>> Start Excerpted data
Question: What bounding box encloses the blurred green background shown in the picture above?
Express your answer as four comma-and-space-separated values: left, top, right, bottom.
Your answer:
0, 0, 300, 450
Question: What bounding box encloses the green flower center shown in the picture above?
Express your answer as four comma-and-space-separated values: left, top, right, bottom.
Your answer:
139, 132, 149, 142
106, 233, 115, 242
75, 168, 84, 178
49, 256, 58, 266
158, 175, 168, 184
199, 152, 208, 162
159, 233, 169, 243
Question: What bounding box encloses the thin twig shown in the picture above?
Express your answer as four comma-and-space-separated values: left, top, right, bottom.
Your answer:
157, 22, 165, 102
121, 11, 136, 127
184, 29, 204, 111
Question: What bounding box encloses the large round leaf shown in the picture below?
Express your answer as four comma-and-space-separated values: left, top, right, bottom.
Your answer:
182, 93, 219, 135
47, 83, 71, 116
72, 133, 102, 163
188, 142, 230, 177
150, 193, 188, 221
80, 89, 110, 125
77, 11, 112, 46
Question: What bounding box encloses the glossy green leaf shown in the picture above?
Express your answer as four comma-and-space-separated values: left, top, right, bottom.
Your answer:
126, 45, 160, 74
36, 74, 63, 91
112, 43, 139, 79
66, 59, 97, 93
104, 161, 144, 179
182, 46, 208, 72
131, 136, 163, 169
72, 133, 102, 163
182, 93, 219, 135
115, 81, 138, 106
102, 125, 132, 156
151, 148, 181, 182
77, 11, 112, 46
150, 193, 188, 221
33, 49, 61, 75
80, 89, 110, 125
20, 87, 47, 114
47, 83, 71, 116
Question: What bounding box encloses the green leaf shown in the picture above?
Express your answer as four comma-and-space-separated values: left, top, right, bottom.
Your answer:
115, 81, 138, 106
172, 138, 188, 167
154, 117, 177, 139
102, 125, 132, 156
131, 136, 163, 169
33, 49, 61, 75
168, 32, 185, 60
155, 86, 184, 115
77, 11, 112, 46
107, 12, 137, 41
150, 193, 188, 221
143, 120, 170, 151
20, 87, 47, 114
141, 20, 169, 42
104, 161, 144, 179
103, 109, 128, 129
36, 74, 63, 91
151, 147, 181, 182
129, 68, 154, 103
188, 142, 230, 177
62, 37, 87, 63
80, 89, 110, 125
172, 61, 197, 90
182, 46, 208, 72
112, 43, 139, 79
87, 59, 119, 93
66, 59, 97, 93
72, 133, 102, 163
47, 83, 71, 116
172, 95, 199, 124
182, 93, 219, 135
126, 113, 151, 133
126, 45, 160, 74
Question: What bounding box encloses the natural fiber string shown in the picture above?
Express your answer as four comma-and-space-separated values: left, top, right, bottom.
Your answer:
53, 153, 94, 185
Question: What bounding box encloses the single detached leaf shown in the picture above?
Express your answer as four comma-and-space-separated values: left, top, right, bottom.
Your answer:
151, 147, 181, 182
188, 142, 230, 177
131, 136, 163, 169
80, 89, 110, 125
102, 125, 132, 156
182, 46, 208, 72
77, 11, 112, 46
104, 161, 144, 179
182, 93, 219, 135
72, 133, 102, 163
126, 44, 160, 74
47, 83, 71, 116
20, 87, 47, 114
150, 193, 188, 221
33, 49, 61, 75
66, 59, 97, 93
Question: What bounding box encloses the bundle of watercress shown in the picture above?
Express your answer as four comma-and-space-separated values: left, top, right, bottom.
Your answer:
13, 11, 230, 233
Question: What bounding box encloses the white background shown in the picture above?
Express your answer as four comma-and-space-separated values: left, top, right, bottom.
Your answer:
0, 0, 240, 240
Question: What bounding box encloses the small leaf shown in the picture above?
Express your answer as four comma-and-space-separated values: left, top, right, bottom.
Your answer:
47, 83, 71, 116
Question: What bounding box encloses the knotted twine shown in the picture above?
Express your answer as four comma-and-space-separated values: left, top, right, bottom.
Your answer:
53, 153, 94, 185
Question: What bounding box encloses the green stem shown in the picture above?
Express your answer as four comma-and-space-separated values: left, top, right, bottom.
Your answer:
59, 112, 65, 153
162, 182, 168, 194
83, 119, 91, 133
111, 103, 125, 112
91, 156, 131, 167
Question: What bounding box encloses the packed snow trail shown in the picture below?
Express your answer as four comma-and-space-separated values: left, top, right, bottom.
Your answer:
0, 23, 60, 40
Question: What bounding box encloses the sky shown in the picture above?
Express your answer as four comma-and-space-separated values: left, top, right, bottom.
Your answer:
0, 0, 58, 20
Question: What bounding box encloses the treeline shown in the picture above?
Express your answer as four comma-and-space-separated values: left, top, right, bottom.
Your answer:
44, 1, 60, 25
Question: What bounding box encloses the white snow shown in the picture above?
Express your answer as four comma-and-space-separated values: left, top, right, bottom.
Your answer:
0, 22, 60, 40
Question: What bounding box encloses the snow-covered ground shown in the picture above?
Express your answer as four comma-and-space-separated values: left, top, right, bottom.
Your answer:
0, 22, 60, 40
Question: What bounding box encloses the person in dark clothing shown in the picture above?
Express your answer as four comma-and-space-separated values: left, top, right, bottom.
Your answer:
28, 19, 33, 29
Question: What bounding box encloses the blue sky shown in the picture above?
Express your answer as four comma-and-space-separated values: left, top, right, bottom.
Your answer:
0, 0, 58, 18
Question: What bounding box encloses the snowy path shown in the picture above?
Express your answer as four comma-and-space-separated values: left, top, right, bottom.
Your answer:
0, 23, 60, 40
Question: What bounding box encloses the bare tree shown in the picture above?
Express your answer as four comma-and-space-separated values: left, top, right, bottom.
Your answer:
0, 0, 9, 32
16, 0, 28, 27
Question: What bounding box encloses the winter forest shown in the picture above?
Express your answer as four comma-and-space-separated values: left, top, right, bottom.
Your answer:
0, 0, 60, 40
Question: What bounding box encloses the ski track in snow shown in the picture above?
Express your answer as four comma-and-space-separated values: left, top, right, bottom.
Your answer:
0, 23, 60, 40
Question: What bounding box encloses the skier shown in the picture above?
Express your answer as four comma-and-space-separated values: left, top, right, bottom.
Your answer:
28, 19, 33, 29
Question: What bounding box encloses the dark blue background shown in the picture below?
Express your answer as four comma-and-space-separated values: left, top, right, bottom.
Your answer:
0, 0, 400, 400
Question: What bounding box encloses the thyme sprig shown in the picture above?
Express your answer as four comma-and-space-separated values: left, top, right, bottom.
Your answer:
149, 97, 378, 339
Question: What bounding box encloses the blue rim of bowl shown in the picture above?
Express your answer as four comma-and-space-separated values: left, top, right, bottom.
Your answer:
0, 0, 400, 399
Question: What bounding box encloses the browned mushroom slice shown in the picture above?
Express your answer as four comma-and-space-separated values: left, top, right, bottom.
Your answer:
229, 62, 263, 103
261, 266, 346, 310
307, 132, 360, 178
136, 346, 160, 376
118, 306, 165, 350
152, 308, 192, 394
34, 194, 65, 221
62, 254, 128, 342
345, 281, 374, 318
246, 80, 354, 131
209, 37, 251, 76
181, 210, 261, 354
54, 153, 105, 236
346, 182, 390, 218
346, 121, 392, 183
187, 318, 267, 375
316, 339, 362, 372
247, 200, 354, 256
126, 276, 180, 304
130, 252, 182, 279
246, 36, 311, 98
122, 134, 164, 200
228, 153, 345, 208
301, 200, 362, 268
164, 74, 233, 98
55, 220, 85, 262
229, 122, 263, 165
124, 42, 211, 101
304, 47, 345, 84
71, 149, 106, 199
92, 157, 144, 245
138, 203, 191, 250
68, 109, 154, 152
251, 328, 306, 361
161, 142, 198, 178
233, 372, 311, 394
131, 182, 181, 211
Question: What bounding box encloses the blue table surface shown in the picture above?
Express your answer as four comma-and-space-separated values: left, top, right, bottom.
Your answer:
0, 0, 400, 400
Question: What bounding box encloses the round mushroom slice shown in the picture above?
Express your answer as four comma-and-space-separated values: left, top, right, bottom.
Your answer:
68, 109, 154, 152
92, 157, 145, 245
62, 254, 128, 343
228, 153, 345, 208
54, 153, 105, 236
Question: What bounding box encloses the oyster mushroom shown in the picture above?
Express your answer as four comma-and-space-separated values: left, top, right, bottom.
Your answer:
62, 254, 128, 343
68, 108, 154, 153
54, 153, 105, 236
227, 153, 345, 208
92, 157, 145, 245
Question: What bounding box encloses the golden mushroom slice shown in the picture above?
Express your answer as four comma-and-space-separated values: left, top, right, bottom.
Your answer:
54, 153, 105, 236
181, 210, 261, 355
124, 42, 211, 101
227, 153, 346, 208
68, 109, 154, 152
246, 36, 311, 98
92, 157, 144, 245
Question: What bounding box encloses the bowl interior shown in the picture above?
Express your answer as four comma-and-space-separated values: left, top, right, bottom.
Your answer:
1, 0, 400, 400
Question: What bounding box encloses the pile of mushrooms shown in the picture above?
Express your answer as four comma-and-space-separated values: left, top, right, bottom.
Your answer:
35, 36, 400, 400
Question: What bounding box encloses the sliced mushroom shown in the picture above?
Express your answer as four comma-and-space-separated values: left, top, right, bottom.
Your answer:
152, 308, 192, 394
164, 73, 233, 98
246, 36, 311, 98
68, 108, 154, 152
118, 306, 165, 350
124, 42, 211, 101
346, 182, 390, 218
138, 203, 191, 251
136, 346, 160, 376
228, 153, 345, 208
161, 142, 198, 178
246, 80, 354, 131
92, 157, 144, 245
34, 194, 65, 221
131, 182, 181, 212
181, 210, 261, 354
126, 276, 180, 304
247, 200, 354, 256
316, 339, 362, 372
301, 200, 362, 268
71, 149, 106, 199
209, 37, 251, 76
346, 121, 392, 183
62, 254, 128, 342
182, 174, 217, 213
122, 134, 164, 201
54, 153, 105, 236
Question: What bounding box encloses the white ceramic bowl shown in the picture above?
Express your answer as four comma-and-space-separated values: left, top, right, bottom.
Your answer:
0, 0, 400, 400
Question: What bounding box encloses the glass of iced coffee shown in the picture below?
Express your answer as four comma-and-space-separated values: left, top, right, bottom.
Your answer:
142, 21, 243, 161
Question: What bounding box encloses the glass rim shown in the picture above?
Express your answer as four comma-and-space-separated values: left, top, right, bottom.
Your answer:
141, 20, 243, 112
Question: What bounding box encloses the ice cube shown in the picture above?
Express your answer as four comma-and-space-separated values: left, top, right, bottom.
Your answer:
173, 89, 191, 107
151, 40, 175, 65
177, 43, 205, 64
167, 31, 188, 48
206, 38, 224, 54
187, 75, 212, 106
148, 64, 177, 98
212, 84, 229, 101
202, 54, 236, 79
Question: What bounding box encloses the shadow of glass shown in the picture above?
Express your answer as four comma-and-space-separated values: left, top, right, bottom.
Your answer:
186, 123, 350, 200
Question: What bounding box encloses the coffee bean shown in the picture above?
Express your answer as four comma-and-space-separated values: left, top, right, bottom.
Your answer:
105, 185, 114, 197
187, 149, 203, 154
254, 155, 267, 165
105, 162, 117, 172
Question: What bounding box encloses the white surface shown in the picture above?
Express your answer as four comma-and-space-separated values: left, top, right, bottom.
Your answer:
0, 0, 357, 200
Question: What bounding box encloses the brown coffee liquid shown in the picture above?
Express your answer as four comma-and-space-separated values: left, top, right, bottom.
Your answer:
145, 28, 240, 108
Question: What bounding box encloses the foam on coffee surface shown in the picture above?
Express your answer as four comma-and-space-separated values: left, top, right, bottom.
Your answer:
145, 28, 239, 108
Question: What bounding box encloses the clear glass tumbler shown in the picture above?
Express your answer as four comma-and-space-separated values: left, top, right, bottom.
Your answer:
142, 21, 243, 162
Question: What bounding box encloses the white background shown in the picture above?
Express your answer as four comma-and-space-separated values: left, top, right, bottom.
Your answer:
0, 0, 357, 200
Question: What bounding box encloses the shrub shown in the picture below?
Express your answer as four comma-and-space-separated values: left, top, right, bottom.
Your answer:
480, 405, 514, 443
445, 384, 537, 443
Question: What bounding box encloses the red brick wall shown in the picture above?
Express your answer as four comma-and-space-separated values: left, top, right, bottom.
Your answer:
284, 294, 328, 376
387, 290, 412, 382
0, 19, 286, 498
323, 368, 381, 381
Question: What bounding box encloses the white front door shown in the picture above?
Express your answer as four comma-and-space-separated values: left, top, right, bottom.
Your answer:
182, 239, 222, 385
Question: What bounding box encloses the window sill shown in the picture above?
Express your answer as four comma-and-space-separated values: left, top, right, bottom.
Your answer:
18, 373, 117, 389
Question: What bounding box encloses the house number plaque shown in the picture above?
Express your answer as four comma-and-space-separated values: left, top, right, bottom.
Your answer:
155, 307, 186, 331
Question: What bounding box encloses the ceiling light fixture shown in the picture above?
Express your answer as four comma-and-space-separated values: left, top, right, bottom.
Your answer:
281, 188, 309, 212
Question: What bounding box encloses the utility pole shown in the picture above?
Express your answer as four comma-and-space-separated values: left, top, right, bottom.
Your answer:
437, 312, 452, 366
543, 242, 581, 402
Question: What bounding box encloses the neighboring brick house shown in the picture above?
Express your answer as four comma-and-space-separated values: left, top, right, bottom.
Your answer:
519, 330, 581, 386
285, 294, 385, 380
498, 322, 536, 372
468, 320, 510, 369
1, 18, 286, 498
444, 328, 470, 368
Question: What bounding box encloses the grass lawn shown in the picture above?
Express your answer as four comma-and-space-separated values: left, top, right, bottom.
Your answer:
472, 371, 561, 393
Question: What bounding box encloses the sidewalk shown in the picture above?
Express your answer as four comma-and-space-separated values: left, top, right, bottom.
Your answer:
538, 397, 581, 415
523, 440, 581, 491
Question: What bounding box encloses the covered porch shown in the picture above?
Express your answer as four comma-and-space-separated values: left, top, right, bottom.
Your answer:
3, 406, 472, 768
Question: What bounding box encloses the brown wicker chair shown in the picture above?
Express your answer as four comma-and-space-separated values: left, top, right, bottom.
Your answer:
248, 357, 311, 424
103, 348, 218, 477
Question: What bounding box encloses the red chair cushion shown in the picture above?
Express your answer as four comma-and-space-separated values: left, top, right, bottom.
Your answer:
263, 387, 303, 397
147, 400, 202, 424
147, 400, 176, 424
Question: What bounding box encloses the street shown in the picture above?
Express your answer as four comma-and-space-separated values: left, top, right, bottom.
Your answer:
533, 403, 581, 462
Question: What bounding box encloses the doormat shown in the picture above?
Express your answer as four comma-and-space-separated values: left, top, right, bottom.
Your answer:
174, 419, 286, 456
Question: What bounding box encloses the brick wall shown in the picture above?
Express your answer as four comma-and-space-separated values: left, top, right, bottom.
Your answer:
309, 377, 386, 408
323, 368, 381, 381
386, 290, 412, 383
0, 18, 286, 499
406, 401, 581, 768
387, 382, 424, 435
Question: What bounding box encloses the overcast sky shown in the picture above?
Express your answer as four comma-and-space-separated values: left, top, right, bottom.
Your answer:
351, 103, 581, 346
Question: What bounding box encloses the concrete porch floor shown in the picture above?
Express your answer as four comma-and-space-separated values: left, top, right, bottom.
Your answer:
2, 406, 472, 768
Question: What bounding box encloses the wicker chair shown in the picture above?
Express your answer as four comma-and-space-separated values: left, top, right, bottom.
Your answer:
>> End Excerpted data
▶ _What to work on_
Could you edit the lines between the one holding "Question: What bounding box encloses the red brick" and the one holding "3, 406, 472, 768", inclusive, changing "utility pole" to "telephone pole" and leaving all else unchanged? Give back only those lines.

▶ _In response_
Question: What bounding box encloses the red brick wall shown in the picture above?
Express your answer as four comma-and-space-separated values: left, top, right, bottom.
Your answer:
284, 294, 328, 376
387, 290, 412, 382
0, 19, 286, 498
323, 368, 381, 381
Question: What bounding box encloses the white front door shown in the picture above?
Express your answer as four comma-and-space-separated values: left, top, right, bottom.
Your answer:
182, 239, 222, 385
Question: What bounding box encloses the window sill shown in the picture above?
Express your answer as four comma-and-space-separated values: left, top, right, bottom.
Your answer:
18, 373, 117, 389
Question: What bounding box encloses the house number plaque shown in the picture above?
Express your answer as four comma-and-space-separated values: left, top, right, bottom.
Your answer:
155, 307, 186, 331
Question: What bounding box encloses the ceiling light fixture shown in the picture above?
Express your answer as four comma-and-space-separated values: left, top, right, bottom.
Your answer:
281, 188, 309, 212
Question: What bounding box encloses the telephone pole shown in the picture above?
Express your answer as four comma-and-space-separated values: left, top, right, bottom.
Your answer:
437, 312, 452, 366
543, 242, 581, 402
Question: What bounding box encloses the neighboring brick house shown in the picture above?
Express your answer as four comma-and-space-separated values: left, top, right, bottom.
Your answer:
519, 330, 581, 386
285, 294, 385, 380
498, 322, 536, 372
468, 320, 510, 369
1, 18, 286, 498
444, 328, 470, 368
Question: What bounding box encloses the grass lawn shown in the picture above?
Express your answer as four comma-and-space-separated values: left, top, right, bottom.
Your answer:
472, 371, 561, 393
Question: What bounding box encloses the sidewalk shown in the picture above?
Express your answer as four comma-and-space-separated values: left, top, right, bottom.
Your answer:
538, 397, 581, 415
523, 440, 581, 491
Question: What bounding box encloses the covered porch shown in the picture above?
Express your answer as four comma-and-space-separated values: left, top, right, bottom.
Your answer:
3, 406, 472, 768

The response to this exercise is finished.